▶ _ABOUT THIS TASK_:
In the piece about Kathie, answer these:
1. What hair product did the stylist reach for?
2. Why had Kathie ripped her copy of The Talisman down the middle?
3. What did Kathie praise during her stay of a few days with Jason and the writer?

▶ _SUPPLIED PASSAGE_:
When I first grew my hair from my post-chemo pixie into a short, layered shag, my stylist reached for the big red can that was so familiar to me from seeing it in my mother-in-law's room: Big Sexy Hair volumizer. I had to laugh; I was going to have Kathie hair. For her funeral Saturday, I reached for that big red can and puffed my hair up into a style that would have made her proud. As her boss said at her wake, "Everyone knew her as the tall, thin lady with the big hair and pretty smile." I don't have the tall and thin part so much, but from time to time I see the value in putting on some big hair and a nice smile.



3. Stephen King

I was a big fan before Kathie and I met, but an even bigger fan after. It was one of the things we bonded over (I think once she learned that I liked Stephen King and watched The Guiding Light, she found me completely acceptable to date her son.) She introduced me to The Talisman, and loaned me her copy, which had been split down the spine and re-taped. She had ripped the book down the middle because she had wanted her husband, Steve, to start reading the book while she was finishing it. We would continue to swap and gift each other books until the very end; the last thing I bought her was the newest Jodi Picoult book for her to read in the hospital. Last night when I picked up my just-purchased copy of Steven King's novel Duma Key, which she loved, it gave me comfort to know we were sharing one last book.



4. A Well-Kept House

Housekeeping is not a skill I picked up as a child. I will admit to being pretty spoiled chore-wise and never being expected to do much more than put my dirty dishes in the sink and give my room a going-over once every couple of weeks. Having a spotless house was just not a priority for my mom. But it was for Jason's. For years I witnessed whole-family housecleaning that involved vacuuming couch cushions (something, sadly, I didn't even know you could do), dragging out a steam cleaner for carpets, and taking liquid Comet to any hard surface that could handle it. Sometimes, just for fun, she would decide she wanted a room painted 12 hours before a party she was having. When Kathie stayed with Jason and me for a few days several years ago, she praised my housekeeping and I glowed from that compliment for weeks. Everything I do around the house now I learned from watching her (and her kids, who she employed like a small army.)

▶ _DATA SECTION_:
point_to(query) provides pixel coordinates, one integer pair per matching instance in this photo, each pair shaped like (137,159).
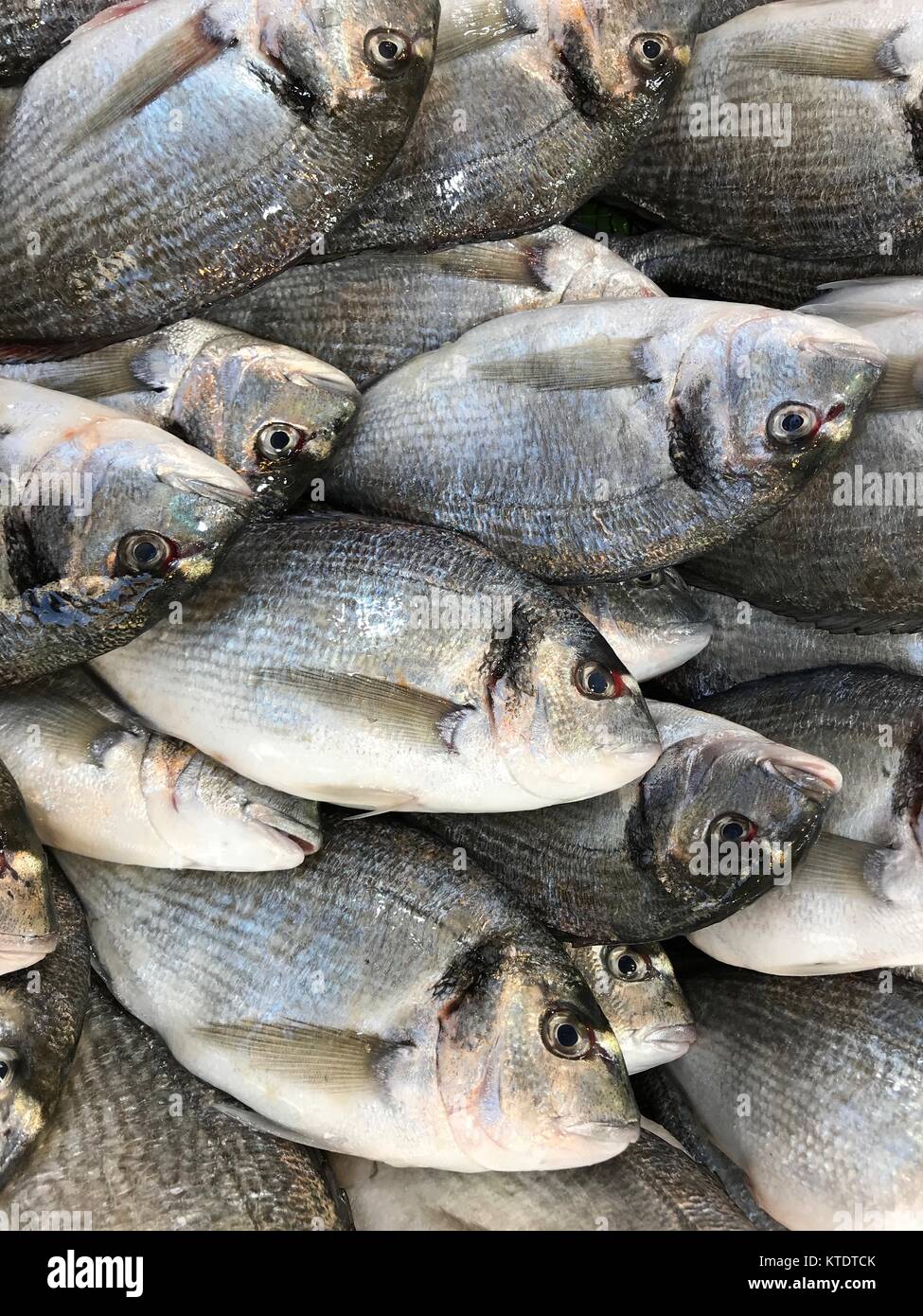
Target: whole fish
(371,312)
(858,899)
(394,667)
(27,921)
(41,1016)
(181,151)
(748,643)
(814,1090)
(650,1186)
(652,621)
(640,996)
(531,107)
(612,438)
(269,412)
(847,553)
(795,132)
(123,1156)
(104,524)
(32,30)
(100,783)
(635,864)
(384,1005)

▶ _REPLY TO THE TASK_:
1. Big Sexy Hair volumizer.
2. She wanted her husband, Steve, to start reading the book while she was finishing it.
3. The writer's housekeeping.